◆ ЦЕЛЬ УПРАЖНЕНИЯ:
Переведите на английский язык предложение из отрывка о службе Сяохэя в армии: «Крестьянам из бедных районов военная служба по меньшей мере сулила относительную сытость».

◆ ПРИВЕДЁННЫЙ ОТРЫВОК:
____________________
Пока мы с Цзиньмином пытались прорваться в университет, второй мой брат, Сяохэй, пребывал в подавленном состоянии духа. Для поступления в вуз прежде всего требовалось принадлежать к рабочим, крестьянам или солдатам, а он не имел ни с одной из этих категорий ничего общего. Власти по — прежнему в массовом порядке высылали городскую молодежь в деревню. Именно это будущее и моего брата его — если только он не вступит в армию. На одно место претендовали десятки человек, выручить могло только знакомство.
Мама пристроила Сяохэя в декабре 1972 года, с огромными трудностями, потому что отца до сих пор не оправдали. Сяохэя направили в авиационное училище в Северном Китае. После трехмесячного обучения он стал радистом, работал по пять часов в день, весьма вальяжно, а остальное время посвящал «политзанятиям» и производству продовольствия.
На «политзанятиях» все утверждали, что вступили в вооруженные силы, чтобы «следовать указаниям партии, защищать народ, оборонять Родину». Но существовали и более актуальные причины. Молодые горожане не хотели оказаться в деревне, а крестьяне рассчитывали использовать армию как трамплин для переезда в город. Крестьянам из бедных районов военная служба по меньшей мере сулила относительную сытость.
В 1970–е годы вступление в партию, так же, как и в армию, теряло всякую связь с идеологией. В заявлениях все писали, что «дело партии великое, славное и правое» и что «стать коммунистом — значит посвятить жизнь священнейшему долгу человека: освобождению мирового пролетариата». Однако большинство в первую очередь стремилось к собственной выгоде. Без вступления в партию нельзя было стать офицером; офицер же при увольнении автоматически становился «госслужащим» с гарантированной зарплатой, престижем и властью, не говоря уж о городской прописке. Рядовой возвращался в родную деревню и вновь становился крестьянином. Каждый год перед демобилизацией среди военнослужащих ходили слухи о самоубийствах, нервных срывах и депрессиях.
Однажды вечером Сяохэй вместе с примерно тысячью человек — солдатами, офицерами, членами офицерских семей — смотрел кино на открытом воздухе.
Вдруг застрекотал пулемет и прогремел взрыв. Люди стали в панике разбегаться. Стрелял часовой, которого вскоре должны были демобилизовать и отослать обратно в деревню, потому что его не приняли в партию, а следовательно и в офицеры. Сначала он убил комиссара подразделения, которого считал виновным в своем провале, а затем принялся беспорядочно строчить по толпе и размахивать гранатой. Погибло еще пятеро — жены и дети офицеров. Более десятка получили ранения. Солдат забежал в жилой дом; однополчане окружили его и через громкоговорители приказали сдаться. Но едва часовой пальнул из окна, они позорно бежали, развеселив сотни увлеченных зрителей. В конце концов явился спецотряд. После ожесточенной перестрелки бойцы ворвались в квартиру и обнаружили, что часовой покончил с собой.
____________________
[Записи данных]
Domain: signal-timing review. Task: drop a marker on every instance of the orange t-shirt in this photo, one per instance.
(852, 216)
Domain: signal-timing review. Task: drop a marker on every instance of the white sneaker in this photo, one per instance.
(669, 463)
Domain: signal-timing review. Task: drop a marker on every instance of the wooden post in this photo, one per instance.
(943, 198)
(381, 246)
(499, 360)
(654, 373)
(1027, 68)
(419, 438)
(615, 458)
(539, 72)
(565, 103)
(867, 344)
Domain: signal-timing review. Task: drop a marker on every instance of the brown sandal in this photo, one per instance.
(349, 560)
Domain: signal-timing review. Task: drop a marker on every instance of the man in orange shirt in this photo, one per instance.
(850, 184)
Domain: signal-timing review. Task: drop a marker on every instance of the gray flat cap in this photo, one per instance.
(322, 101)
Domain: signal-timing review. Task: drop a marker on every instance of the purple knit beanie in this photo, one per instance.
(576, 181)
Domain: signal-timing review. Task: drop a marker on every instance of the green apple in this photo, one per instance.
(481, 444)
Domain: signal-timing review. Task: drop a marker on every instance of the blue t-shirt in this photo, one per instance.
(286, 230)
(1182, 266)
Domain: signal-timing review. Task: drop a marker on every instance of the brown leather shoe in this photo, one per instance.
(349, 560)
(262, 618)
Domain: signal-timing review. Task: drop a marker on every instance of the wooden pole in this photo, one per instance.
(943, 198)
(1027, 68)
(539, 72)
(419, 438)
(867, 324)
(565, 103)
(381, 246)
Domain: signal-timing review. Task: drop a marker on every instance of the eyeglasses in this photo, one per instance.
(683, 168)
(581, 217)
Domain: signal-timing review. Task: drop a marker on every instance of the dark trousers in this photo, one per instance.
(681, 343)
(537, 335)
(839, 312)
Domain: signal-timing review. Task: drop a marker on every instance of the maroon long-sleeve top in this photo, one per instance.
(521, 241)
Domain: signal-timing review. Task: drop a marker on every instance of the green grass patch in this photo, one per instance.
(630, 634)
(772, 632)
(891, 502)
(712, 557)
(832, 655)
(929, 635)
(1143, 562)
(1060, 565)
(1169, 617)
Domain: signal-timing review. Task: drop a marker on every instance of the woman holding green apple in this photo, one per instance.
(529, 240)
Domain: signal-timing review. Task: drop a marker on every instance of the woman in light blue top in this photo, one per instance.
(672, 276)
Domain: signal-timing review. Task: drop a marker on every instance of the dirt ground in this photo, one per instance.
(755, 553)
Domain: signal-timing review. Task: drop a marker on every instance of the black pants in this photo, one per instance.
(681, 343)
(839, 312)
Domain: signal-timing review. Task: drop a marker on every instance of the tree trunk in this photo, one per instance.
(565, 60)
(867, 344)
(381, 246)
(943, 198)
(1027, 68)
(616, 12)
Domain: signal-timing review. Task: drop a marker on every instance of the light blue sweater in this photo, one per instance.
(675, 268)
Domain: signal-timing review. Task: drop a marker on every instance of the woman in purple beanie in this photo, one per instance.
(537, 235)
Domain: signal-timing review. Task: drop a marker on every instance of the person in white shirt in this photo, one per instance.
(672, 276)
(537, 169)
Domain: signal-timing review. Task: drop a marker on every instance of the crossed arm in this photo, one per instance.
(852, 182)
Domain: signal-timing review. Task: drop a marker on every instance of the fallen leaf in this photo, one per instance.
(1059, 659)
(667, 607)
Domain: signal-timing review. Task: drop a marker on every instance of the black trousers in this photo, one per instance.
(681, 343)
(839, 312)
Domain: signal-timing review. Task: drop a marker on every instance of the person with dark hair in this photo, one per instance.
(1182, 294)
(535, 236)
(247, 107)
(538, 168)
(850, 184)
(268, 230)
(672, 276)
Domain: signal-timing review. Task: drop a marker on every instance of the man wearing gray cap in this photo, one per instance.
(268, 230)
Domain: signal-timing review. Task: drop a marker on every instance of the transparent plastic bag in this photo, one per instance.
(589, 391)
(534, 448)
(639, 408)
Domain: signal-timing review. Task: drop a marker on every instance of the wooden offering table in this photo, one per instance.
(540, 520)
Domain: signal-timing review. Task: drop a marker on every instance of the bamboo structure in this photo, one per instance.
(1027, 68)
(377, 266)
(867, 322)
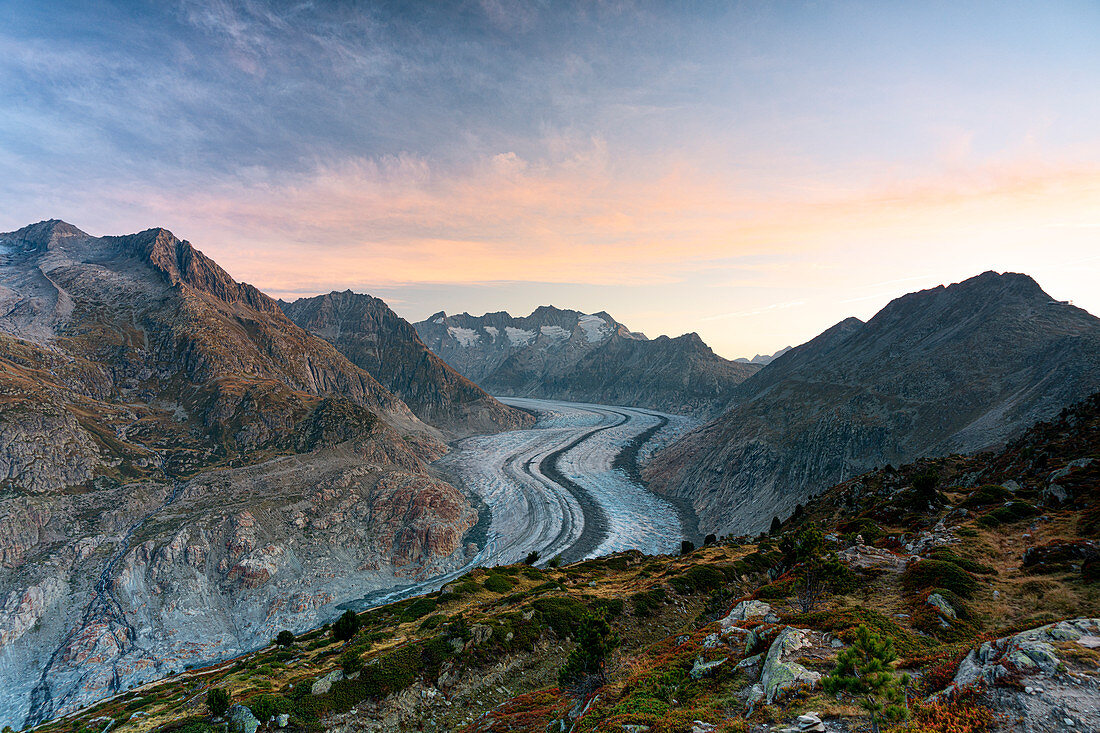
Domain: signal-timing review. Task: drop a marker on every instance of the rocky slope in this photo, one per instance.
(565, 354)
(383, 343)
(979, 578)
(952, 369)
(184, 470)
____________________
◆ ПРАВИЛЬНЫЙ ОТВЕТ:
For peasants from poor areas, military service at least promised a relatively full stomach.